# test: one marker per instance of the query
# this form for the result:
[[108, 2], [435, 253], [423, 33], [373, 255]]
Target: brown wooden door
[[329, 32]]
◆ ◆ ◆ ◆ ◆ ◆ ◆
- **Your goal**: None of the records may be omitted; each is to be printed exactly.

- **Problem solution**:
# test: one marker per instance of the query
# this form for the result:
[[108, 2], [435, 253], [423, 33], [373, 255]]
Target: brown wooden door
[[329, 32]]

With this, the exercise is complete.